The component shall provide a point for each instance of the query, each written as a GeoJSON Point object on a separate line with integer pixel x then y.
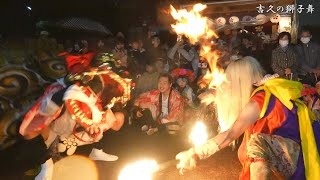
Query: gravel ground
{"type": "Point", "coordinates": [130, 145]}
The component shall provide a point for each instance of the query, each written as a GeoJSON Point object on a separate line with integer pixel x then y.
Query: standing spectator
{"type": "Point", "coordinates": [137, 58]}
{"type": "Point", "coordinates": [184, 55]}
{"type": "Point", "coordinates": [246, 48]}
{"type": "Point", "coordinates": [156, 50]}
{"type": "Point", "coordinates": [309, 57]}
{"type": "Point", "coordinates": [235, 40]}
{"type": "Point", "coordinates": [119, 50]}
{"type": "Point", "coordinates": [148, 80]}
{"type": "Point", "coordinates": [284, 61]}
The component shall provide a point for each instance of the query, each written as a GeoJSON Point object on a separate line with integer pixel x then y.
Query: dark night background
{"type": "Point", "coordinates": [117, 15]}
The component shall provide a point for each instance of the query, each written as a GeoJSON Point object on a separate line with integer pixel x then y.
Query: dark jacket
{"type": "Point", "coordinates": [308, 57]}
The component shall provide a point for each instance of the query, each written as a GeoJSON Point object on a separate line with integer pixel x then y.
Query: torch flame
{"type": "Point", "coordinates": [196, 27]}
{"type": "Point", "coordinates": [141, 170]}
{"type": "Point", "coordinates": [199, 134]}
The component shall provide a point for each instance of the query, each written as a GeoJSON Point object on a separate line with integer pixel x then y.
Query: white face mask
{"type": "Point", "coordinates": [305, 40]}
{"type": "Point", "coordinates": [283, 43]}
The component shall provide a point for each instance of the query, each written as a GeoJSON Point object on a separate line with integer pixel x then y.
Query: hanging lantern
{"type": "Point", "coordinates": [285, 23]}
{"type": "Point", "coordinates": [221, 21]}
{"type": "Point", "coordinates": [275, 18]}
{"type": "Point", "coordinates": [233, 20]}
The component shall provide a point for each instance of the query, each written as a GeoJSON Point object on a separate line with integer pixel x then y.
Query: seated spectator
{"type": "Point", "coordinates": [311, 99]}
{"type": "Point", "coordinates": [161, 108]}
{"type": "Point", "coordinates": [148, 80]}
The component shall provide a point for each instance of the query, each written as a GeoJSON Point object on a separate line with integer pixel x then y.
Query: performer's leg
{"type": "Point", "coordinates": [272, 152]}
{"type": "Point", "coordinates": [259, 171]}
{"type": "Point", "coordinates": [148, 119]}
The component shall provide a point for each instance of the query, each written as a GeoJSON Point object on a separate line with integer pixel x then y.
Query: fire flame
{"type": "Point", "coordinates": [199, 134]}
{"type": "Point", "coordinates": [196, 27]}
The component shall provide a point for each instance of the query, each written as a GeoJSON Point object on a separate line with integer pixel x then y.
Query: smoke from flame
{"type": "Point", "coordinates": [197, 29]}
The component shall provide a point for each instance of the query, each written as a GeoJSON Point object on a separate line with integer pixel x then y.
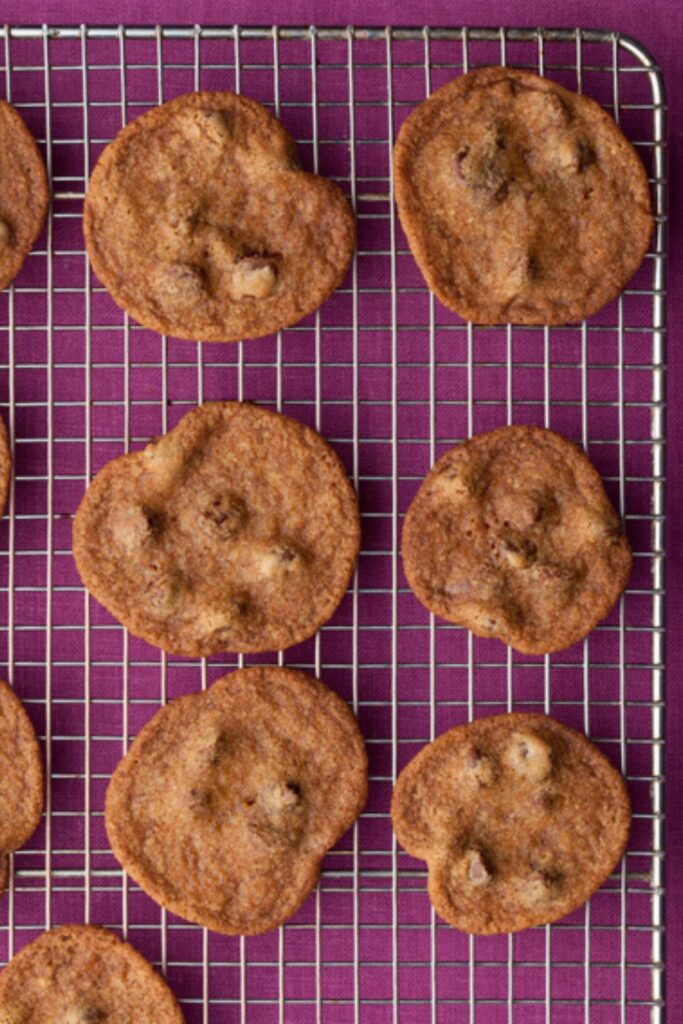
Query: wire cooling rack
{"type": "Point", "coordinates": [392, 379]}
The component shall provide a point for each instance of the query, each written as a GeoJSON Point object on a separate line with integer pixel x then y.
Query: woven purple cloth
{"type": "Point", "coordinates": [321, 969]}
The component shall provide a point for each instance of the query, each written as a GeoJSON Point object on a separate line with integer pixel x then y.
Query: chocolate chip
{"type": "Point", "coordinates": [92, 1015]}
{"type": "Point", "coordinates": [156, 520]}
{"type": "Point", "coordinates": [227, 513]}
{"type": "Point", "coordinates": [477, 870]}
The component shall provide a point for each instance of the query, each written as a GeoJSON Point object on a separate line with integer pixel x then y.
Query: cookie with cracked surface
{"type": "Point", "coordinates": [227, 800]}
{"type": "Point", "coordinates": [80, 974]}
{"type": "Point", "coordinates": [24, 193]}
{"type": "Point", "coordinates": [201, 222]}
{"type": "Point", "coordinates": [5, 466]}
{"type": "Point", "coordinates": [512, 536]}
{"type": "Point", "coordinates": [519, 818]}
{"type": "Point", "coordinates": [238, 530]}
{"type": "Point", "coordinates": [521, 202]}
{"type": "Point", "coordinates": [20, 778]}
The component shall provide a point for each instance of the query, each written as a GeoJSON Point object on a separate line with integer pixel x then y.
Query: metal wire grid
{"type": "Point", "coordinates": [391, 379]}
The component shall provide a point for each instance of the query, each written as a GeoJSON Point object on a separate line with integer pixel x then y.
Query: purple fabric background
{"type": "Point", "coordinates": [659, 27]}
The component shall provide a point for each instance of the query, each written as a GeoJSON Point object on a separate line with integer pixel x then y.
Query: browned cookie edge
{"type": "Point", "coordinates": [417, 844]}
{"type": "Point", "coordinates": [150, 119]}
{"type": "Point", "coordinates": [410, 220]}
{"type": "Point", "coordinates": [116, 803]}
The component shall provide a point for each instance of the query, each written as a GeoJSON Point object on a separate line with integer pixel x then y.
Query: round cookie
{"type": "Point", "coordinates": [5, 466]}
{"type": "Point", "coordinates": [24, 193]}
{"type": "Point", "coordinates": [20, 778]}
{"type": "Point", "coordinates": [227, 800]}
{"type": "Point", "coordinates": [521, 202]}
{"type": "Point", "coordinates": [201, 223]}
{"type": "Point", "coordinates": [519, 818]}
{"type": "Point", "coordinates": [512, 536]}
{"type": "Point", "coordinates": [79, 974]}
{"type": "Point", "coordinates": [238, 530]}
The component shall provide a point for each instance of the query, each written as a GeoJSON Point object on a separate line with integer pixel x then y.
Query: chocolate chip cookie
{"type": "Point", "coordinates": [79, 974]}
{"type": "Point", "coordinates": [24, 193]}
{"type": "Point", "coordinates": [513, 536]}
{"type": "Point", "coordinates": [238, 530]}
{"type": "Point", "coordinates": [521, 202]}
{"type": "Point", "coordinates": [202, 224]}
{"type": "Point", "coordinates": [5, 466]}
{"type": "Point", "coordinates": [20, 778]}
{"type": "Point", "coordinates": [227, 800]}
{"type": "Point", "coordinates": [519, 818]}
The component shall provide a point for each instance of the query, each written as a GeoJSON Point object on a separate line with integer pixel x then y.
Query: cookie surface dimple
{"type": "Point", "coordinates": [20, 778]}
{"type": "Point", "coordinates": [530, 845]}
{"type": "Point", "coordinates": [521, 202]}
{"type": "Point", "coordinates": [227, 801]}
{"type": "Point", "coordinates": [238, 530]}
{"type": "Point", "coordinates": [24, 193]}
{"type": "Point", "coordinates": [201, 223]}
{"type": "Point", "coordinates": [512, 536]}
{"type": "Point", "coordinates": [79, 974]}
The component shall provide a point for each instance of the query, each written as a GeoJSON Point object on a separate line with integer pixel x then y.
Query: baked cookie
{"type": "Point", "coordinates": [227, 800]}
{"type": "Point", "coordinates": [20, 778]}
{"type": "Point", "coordinates": [202, 224]}
{"type": "Point", "coordinates": [519, 818]}
{"type": "Point", "coordinates": [521, 202]}
{"type": "Point", "coordinates": [238, 530]}
{"type": "Point", "coordinates": [513, 536]}
{"type": "Point", "coordinates": [5, 466]}
{"type": "Point", "coordinates": [79, 974]}
{"type": "Point", "coordinates": [24, 193]}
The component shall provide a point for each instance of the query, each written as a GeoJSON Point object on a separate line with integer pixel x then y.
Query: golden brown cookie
{"type": "Point", "coordinates": [80, 974]}
{"type": "Point", "coordinates": [24, 193]}
{"type": "Point", "coordinates": [513, 536]}
{"type": "Point", "coordinates": [238, 530]}
{"type": "Point", "coordinates": [5, 466]}
{"type": "Point", "coordinates": [202, 224]}
{"type": "Point", "coordinates": [519, 818]}
{"type": "Point", "coordinates": [227, 800]}
{"type": "Point", "coordinates": [521, 202]}
{"type": "Point", "coordinates": [20, 778]}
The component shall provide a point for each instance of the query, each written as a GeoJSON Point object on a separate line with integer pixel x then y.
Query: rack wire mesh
{"type": "Point", "coordinates": [391, 379]}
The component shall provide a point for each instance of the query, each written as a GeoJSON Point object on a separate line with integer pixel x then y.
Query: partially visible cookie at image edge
{"type": "Point", "coordinates": [519, 817]}
{"type": "Point", "coordinates": [81, 974]}
{"type": "Point", "coordinates": [237, 530]}
{"type": "Point", "coordinates": [24, 193]}
{"type": "Point", "coordinates": [201, 222]}
{"type": "Point", "coordinates": [521, 202]}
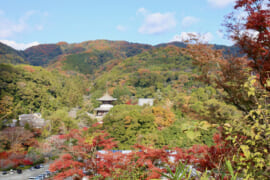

== EXERCISE GOAL ==
Each line from the one with "Query: rack wire mesh" to the final line of the data above is to be printed exactly; no picture should appear in the copy.

== PROBLEM SOLUTION ==
Query: rack wire mesh
{"type": "Point", "coordinates": [391, 379]}
The component shall provide a point for each instance of the query, each written as a GeoJSON Point object on a separate line with integer pixel x then y.
Query: partially visible cookie at image edge
{"type": "Point", "coordinates": [519, 817]}
{"type": "Point", "coordinates": [81, 974]}
{"type": "Point", "coordinates": [237, 530]}
{"type": "Point", "coordinates": [24, 193]}
{"type": "Point", "coordinates": [201, 222]}
{"type": "Point", "coordinates": [521, 202]}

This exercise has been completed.